Text shown »
========================================================================

It would be good to have a very basic support of debugging MPI programs.

Outside of VSCode I can attach a debugger to each terminal via

mpirun -np 2 xterm -e lldb -f my_exec

and then do the standard serial debugging in each terminal window.

Alternative is to hack-in into the source a piece of code which prints process ID and waits so that a user can attach a debugger to some/all processes, see https://www.open-mpi.org/faq/?category=debugging#serial-debuggers .

With vscode-cpptools one can already adopt the latter via launch.json and its "processId": "${command:pickProcess}" option.

It would be great, if vscode-cpptools goes one step further by extending the launch config with

    {
      "num_mpi_processes" : "4",
      "mpi_exec": "<path-to-mpirun>"
    },

and in the background simply attach gdb/lldb debugger for each MPI process and perhaps append a number to the "name": "(lldb) Attach", so that one can use the available GUI.

========================================================================

Record set »
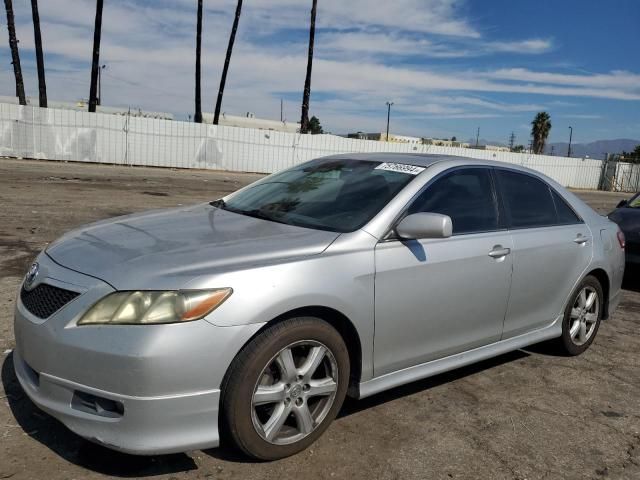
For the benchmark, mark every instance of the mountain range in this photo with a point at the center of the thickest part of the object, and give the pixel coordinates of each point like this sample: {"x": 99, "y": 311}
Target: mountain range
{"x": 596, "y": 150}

========================================================================

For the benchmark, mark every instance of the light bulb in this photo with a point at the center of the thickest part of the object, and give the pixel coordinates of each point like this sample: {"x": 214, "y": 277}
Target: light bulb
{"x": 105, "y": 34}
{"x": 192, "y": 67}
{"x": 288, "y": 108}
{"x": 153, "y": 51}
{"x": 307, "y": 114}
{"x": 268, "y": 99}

========================================================================

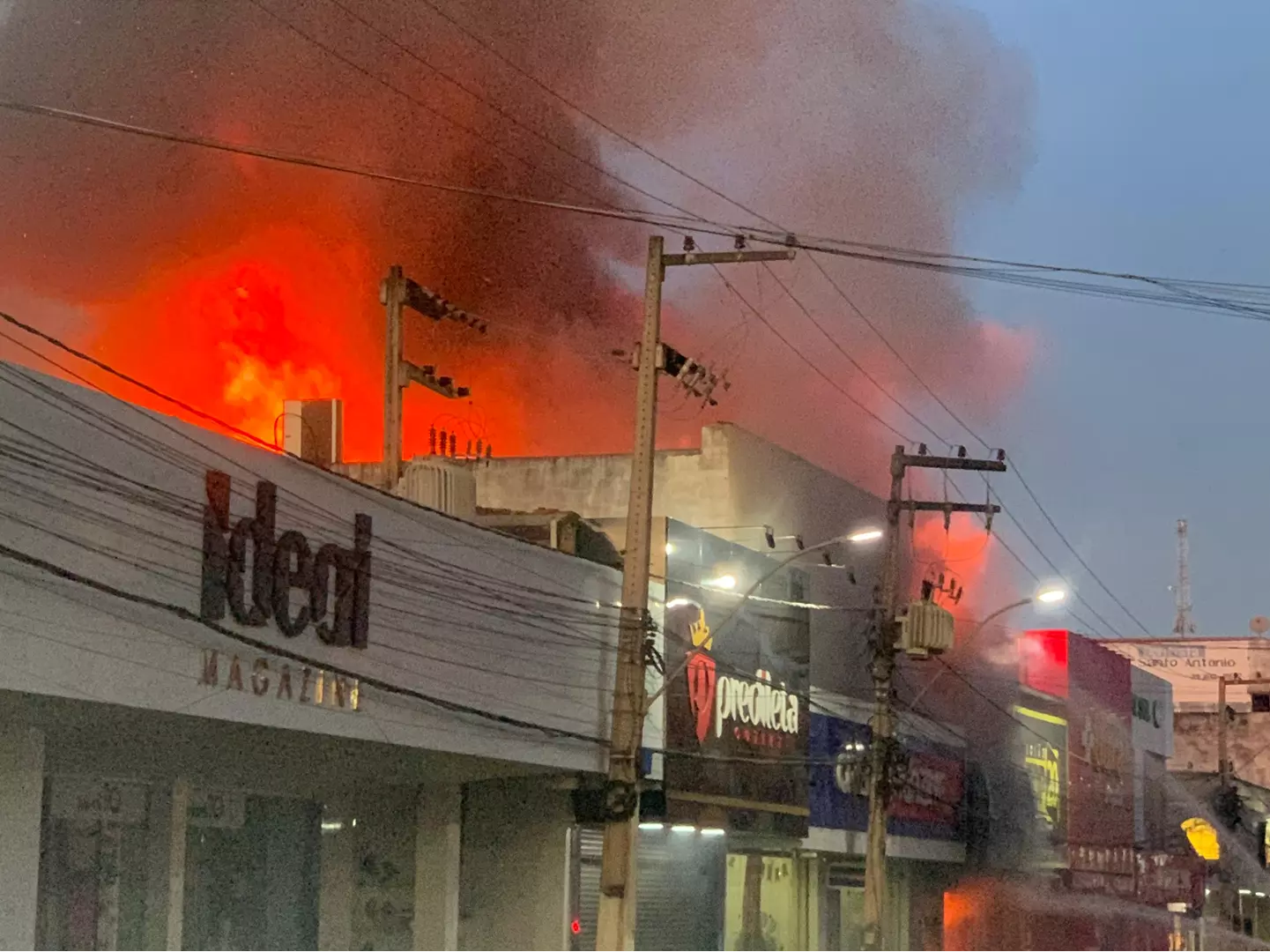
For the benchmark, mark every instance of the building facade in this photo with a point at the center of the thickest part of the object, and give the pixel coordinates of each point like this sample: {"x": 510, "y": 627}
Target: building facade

========================================================================

Stated task » In the text on debugging MPI programs, why does the alternative approach add code to the source that prints the process ID and waits? Answer in one to three sentences.

Solution to this exercise » The added code prints the process ID and waits so that a user can attach a debugger to some or all of the processes.